*Task to carry out*
Show every line in the entries below that contains the string "piling", treating case as significant.

━━ Given data

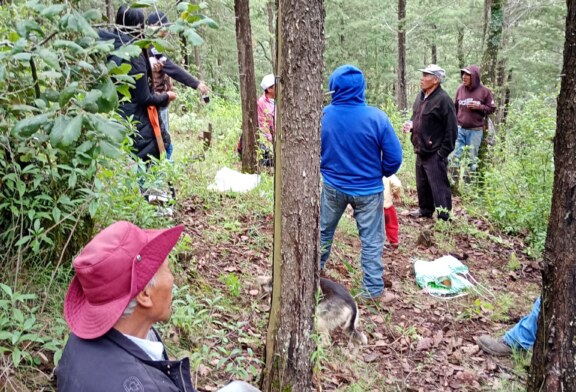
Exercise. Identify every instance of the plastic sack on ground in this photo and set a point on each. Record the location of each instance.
(446, 276)
(231, 180)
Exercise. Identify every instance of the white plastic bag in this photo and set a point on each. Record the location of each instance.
(231, 180)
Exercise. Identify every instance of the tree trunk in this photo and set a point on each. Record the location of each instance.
(272, 32)
(401, 90)
(110, 11)
(493, 41)
(487, 5)
(460, 48)
(553, 365)
(434, 48)
(198, 61)
(248, 93)
(289, 346)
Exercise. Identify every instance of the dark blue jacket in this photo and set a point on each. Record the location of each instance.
(141, 97)
(113, 363)
(359, 145)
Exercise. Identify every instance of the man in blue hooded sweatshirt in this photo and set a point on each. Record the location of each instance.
(359, 147)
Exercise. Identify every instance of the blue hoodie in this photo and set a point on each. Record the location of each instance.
(359, 145)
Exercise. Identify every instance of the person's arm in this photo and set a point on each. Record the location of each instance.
(391, 157)
(450, 128)
(142, 94)
(179, 74)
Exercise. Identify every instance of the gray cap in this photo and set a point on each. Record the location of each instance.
(435, 70)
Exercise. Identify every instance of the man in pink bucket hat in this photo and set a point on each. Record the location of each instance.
(122, 287)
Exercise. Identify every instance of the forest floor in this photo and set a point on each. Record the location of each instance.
(416, 343)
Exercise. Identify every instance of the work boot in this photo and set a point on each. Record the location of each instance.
(496, 347)
(418, 213)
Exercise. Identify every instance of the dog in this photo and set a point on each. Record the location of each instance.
(336, 308)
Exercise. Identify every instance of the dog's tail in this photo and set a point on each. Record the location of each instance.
(357, 337)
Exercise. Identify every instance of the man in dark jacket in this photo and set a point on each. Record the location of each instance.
(164, 70)
(121, 288)
(129, 22)
(359, 147)
(473, 103)
(434, 131)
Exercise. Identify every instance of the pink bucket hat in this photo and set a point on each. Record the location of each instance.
(110, 271)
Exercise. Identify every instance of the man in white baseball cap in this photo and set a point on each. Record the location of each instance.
(434, 130)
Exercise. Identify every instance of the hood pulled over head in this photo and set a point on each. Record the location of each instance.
(347, 85)
(474, 72)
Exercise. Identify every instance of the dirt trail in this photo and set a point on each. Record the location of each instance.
(416, 343)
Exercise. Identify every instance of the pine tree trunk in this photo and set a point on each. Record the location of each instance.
(248, 93)
(460, 48)
(401, 91)
(553, 365)
(493, 42)
(289, 346)
(272, 32)
(110, 11)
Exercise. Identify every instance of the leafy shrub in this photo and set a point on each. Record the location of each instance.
(518, 185)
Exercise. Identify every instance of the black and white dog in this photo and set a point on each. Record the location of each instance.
(336, 309)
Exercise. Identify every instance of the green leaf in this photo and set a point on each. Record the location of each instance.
(16, 356)
(27, 126)
(115, 131)
(68, 93)
(7, 289)
(127, 52)
(92, 15)
(24, 56)
(57, 132)
(49, 58)
(108, 100)
(65, 44)
(109, 150)
(205, 21)
(53, 10)
(193, 37)
(93, 208)
(72, 130)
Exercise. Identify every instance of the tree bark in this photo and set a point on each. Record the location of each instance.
(460, 48)
(272, 32)
(553, 365)
(248, 93)
(110, 11)
(493, 42)
(401, 90)
(289, 346)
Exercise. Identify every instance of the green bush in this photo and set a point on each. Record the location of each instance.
(518, 184)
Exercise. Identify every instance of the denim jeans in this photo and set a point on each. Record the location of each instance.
(467, 138)
(523, 334)
(369, 221)
(165, 124)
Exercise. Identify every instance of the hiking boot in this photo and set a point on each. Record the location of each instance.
(496, 347)
(418, 213)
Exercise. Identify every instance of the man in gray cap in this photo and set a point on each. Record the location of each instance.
(434, 131)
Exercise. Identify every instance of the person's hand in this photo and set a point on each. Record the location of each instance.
(407, 126)
(203, 88)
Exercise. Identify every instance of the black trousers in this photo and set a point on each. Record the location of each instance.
(433, 185)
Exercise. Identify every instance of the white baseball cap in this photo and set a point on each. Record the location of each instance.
(268, 81)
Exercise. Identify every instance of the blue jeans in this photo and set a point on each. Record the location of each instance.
(523, 334)
(369, 221)
(165, 124)
(468, 138)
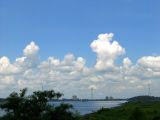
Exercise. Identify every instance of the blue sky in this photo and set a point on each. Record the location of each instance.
(61, 27)
(123, 64)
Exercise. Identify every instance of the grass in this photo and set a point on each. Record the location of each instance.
(128, 111)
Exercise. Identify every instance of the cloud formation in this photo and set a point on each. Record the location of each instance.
(106, 50)
(71, 75)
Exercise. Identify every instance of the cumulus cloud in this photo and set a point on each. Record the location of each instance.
(71, 75)
(107, 51)
(6, 67)
(31, 49)
(152, 62)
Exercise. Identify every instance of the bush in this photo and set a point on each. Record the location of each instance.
(34, 107)
(138, 114)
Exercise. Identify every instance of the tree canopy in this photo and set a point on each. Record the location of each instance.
(19, 106)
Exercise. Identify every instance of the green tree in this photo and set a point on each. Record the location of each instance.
(138, 114)
(35, 107)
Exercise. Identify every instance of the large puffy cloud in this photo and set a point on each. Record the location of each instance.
(107, 51)
(31, 49)
(6, 67)
(71, 75)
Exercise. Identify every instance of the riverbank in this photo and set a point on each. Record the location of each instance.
(149, 110)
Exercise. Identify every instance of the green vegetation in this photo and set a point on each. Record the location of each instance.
(18, 106)
(128, 111)
(35, 107)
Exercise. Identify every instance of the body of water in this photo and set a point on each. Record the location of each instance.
(85, 107)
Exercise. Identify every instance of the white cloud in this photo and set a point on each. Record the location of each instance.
(152, 62)
(107, 51)
(6, 67)
(127, 62)
(71, 75)
(31, 49)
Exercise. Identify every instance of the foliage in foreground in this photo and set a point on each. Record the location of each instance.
(18, 106)
(128, 111)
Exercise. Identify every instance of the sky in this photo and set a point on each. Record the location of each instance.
(72, 46)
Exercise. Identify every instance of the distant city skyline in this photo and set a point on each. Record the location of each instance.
(72, 46)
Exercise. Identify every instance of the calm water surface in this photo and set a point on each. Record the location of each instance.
(85, 107)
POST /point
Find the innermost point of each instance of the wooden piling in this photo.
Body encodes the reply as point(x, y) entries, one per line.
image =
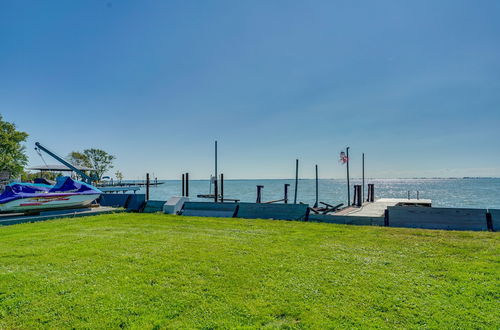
point(316, 203)
point(222, 187)
point(259, 194)
point(216, 190)
point(363, 177)
point(183, 187)
point(348, 184)
point(285, 197)
point(296, 180)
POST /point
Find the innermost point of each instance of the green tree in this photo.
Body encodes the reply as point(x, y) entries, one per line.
point(99, 160)
point(12, 152)
point(79, 159)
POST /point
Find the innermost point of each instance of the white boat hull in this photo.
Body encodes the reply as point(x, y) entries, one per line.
point(56, 201)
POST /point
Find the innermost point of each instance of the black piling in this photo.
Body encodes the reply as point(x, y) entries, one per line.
point(296, 181)
point(222, 188)
point(371, 193)
point(363, 177)
point(183, 186)
point(317, 193)
point(348, 184)
point(357, 196)
point(259, 194)
point(285, 197)
point(216, 188)
point(216, 191)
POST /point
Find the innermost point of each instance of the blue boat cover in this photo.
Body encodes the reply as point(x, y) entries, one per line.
point(64, 185)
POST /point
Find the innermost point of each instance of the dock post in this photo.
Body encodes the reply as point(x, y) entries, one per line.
point(147, 186)
point(363, 178)
point(222, 187)
point(259, 194)
point(348, 184)
point(316, 203)
point(285, 197)
point(216, 190)
point(183, 187)
point(357, 195)
point(296, 180)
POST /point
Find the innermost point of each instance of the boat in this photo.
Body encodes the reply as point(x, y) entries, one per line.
point(34, 197)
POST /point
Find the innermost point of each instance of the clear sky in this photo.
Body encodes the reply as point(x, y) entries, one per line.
point(413, 84)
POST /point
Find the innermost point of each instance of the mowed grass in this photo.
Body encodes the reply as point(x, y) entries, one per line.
point(159, 271)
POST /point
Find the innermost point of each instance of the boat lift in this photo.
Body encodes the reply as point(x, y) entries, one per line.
point(85, 178)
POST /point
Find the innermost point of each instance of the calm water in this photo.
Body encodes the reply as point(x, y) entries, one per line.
point(473, 193)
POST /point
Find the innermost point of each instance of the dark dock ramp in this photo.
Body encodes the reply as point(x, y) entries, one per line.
point(204, 209)
point(299, 212)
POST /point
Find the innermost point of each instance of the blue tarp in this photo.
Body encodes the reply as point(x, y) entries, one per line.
point(64, 185)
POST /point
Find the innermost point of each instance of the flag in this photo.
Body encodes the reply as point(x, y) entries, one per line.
point(343, 158)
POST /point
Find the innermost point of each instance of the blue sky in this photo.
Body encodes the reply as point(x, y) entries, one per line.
point(413, 84)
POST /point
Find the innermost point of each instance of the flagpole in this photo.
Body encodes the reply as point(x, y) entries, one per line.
point(348, 185)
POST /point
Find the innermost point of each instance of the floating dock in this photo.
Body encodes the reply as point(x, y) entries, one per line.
point(378, 207)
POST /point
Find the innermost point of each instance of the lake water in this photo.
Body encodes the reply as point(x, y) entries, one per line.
point(470, 193)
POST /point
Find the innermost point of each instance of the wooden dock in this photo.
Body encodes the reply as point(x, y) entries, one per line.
point(377, 208)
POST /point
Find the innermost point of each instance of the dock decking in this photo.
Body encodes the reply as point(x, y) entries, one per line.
point(377, 208)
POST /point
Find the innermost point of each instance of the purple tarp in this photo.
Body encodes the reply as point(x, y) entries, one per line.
point(64, 185)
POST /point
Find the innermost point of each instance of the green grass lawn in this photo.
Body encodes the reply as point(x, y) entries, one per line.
point(151, 270)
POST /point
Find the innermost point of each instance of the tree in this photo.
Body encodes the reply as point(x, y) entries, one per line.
point(99, 160)
point(119, 176)
point(12, 152)
point(79, 159)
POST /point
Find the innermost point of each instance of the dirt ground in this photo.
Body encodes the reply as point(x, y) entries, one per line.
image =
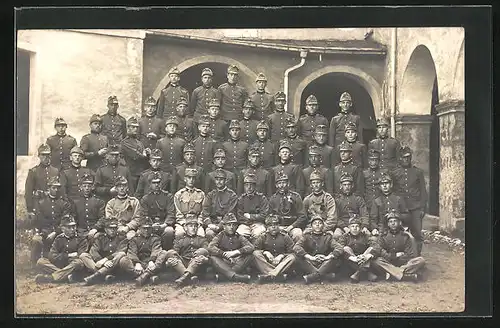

━━━━

*Full output*
Find the innermost point of each instance of the wooden piling in this photo.
Find the innermost point of each instance of the black piling in this photo.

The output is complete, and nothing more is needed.